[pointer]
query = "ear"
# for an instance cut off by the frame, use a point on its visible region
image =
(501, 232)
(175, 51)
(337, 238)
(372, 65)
##############################
Réécrivez toutes ces lignes en entier, en décalant chaque coordonnée des points de 78 et en laissant tout le reste tel quel.

[pointer]
query = "ear"
# for an instance cut off by the frame, use a point on its visible region
image =
(579, 310)
(253, 129)
(415, 316)
(450, 143)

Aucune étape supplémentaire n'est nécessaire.